_PROBLEM A:_ Using the Ctx2Skill text below, decide whether each statement agrees with it: (i) the CL-bench benchmark contains 1,899 tasks spread over four categories; (ii) GPT-5.2's solving rate rose by 4.7%; (iii) skills transfer from weaker to stronger LMs as effectively as from stronger to weaker ones. Answer yes or no for each and quote the words of the text that decide it.
_PROBLEM B:_ Carry the Ctx2Skill text below forward from its final sentence.

_DOCUMENT TEXT:_
*** Block opens ***

Experimental Validation
Evaluation is conducted on the CL-bench benchmark, encompassing 500 contexts and 1,899 diverse tasks across four categories: Domain Knowledge Reasoning, Rule System Application, Procedural Task Execution, and Empirical Discovery Simulation. Each task strictly requires that all specified rubrics be satisfied for a 'solved' outcome.
Ctx2Skill consistently delivers substantial improvements independent of the LM backbone, using only inference-time skill augmentation. Notable results include:
- GPT-4.1: Solving rate increases from 11.1% to 16.5% (+5.4%), surpassing stronger models without skill augmentation.
- GPT-5.1: Solving rate rises from 21.1% to 25.8% (+4.7%).
- GPT-5.2: Solving rate grows from 18.2% to 21.4% (+3.2%).
Gains are most significant for categories requiring complex, inductive procedures and multi-step context composition. Ablation studies strongly support the necessity of adversarial co-evolution (both Challenger and Reasoner skill updates) and the Cross-Time Replay mechanism. Direct comparison with baseline single-pass skill extraction (Prompting) and prior automated techniques (AutoSkill4Doc) shows that Ctx2Skill yields superior skill quality in terms of conciseness, clarity, faithfulness, and reusability, with increases of 2–3 points in multi-dimensional GPT-based scoring.
Transfer experiments corroborate that skills discovered by stronger LMs can be leveraged by weaker LMs, but the converse transfer is less effective, highlighting backbone-dependent extraction limits.
Figure 3: Ctx2Skill achieves higher solving rates across nearly all CL-bench sub-categories compared to the unskilled base model.
Theoretical and Practical Implications
Ctx2Skill’s paradigm constitutes an explicit, modular approach for enhancing LM context learning capacity—crucially, without parameter updates or external labels. This is particularly relevant for regulated environments, closed-source commercial LMs, and scenarios where context-Shots or in-context pattern induction are insufficient due to the knowledge complexity, domain novelty, or structure of the context.
From a theoretical perspective, Ctx2Skill demonstrates that multi-agent adversarial self-play—previously mainly used for policy distillation or RL in interactive environments—can extend to the purely textual context learning setting when paired with carefully constructed cross-time selection and iterative textual feedback. The explicit natural language skills generated are also inherently interpretable and auditable, supporting downstream explainability and skill-oriented audit processes.

*** Block closes ***

[Referring expression data]
*** Block opens ***

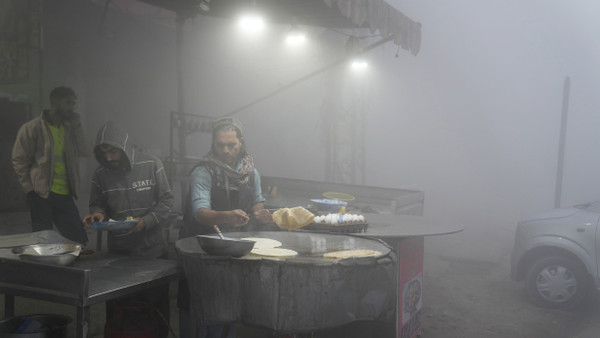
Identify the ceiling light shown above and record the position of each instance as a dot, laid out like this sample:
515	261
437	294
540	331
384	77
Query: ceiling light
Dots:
252	23
204	5
359	64
295	36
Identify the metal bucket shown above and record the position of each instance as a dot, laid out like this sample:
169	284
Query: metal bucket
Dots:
40	326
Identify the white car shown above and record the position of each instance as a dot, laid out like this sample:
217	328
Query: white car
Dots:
557	254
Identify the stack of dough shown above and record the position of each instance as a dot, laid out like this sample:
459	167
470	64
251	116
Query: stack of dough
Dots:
292	218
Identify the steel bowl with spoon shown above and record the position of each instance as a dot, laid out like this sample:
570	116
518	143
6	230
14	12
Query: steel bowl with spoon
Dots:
224	246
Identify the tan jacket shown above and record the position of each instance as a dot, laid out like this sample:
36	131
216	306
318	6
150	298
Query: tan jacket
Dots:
33	155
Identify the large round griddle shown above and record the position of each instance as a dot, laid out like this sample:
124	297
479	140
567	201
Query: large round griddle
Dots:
298	294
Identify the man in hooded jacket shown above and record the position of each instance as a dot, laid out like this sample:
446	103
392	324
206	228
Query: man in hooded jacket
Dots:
130	183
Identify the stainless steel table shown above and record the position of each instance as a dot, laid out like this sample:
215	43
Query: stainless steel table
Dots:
91	279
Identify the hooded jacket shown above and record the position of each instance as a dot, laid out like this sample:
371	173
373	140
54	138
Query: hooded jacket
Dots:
33	154
138	188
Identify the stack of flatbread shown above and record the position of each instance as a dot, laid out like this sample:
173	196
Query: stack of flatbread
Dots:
292	218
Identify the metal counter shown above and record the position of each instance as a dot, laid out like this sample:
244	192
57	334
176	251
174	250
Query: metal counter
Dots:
89	280
299	294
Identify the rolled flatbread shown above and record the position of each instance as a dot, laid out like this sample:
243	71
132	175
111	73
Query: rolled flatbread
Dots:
274	252
262	242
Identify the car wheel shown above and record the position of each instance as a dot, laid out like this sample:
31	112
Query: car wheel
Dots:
557	282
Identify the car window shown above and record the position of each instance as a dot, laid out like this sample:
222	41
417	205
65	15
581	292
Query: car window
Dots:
592	206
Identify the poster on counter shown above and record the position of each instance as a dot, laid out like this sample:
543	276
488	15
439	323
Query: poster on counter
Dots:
410	287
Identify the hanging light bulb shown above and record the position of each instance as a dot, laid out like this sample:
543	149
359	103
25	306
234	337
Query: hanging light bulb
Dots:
252	22
295	35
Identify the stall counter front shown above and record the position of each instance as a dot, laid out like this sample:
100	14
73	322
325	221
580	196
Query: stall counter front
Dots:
308	293
406	235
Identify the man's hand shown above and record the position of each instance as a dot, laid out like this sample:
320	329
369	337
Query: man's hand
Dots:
263	216
95	217
237	217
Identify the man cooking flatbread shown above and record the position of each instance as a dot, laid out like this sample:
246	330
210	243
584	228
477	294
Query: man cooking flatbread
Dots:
224	189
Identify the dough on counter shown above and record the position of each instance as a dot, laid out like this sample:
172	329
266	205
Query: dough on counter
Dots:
262	242
352	253
274	252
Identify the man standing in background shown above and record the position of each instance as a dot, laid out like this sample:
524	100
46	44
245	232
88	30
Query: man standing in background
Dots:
45	157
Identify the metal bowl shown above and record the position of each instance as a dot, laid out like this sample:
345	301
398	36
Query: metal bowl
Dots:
58	254
233	247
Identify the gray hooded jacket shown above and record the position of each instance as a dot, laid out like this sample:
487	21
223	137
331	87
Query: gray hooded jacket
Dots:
137	189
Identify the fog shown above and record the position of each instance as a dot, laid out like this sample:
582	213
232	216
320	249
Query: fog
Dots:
472	120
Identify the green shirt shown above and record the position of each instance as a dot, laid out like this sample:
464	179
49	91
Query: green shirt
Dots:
60	184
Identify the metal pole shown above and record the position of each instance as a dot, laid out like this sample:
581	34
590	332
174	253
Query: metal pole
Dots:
180	96
561	145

*** Block closes ***

_RESULT A:_
(i) Yes: "encompassing 500 contexts and 1,899 diverse tasks across four categories"
(ii) No: "GPT-5.2: Solving rate grows from 18.2% to 21.4% (+3.2%)."
(iii) No: "but the converse transfer is less effective"

_RESULT B:_
For practical applications, Ctx2Skill offers a scalable, annotation-free pipeline for generating domain-adapted procedural abstractions, which can be integrated into LM deployments to: (i) improve accuracy on document-centric or knowledge-grounded tasks, (ii) reduce hallucination and knowledge-conflict errors, and (iii) provide a means for continual, context-driven evolution of model behavior with no retraining.
Future Directions
Future research directions emergent from Ctx2Skill’s architecture include:
- Extending the self-play and replay selection logic to multi-modal or multi-document scenarios.
- Joint or federated skill evolution across multiple related contexts to enable broader transfer and compositionality.
- Integration with retrieval-augmented or tool-augmented LM pipelines for end-to-end context learning with dynamic external sources.
- Formal exploration of connections to meta-learning, lifelong skill composition, and automated distillation of parametric knowledge into modular natural-language representations.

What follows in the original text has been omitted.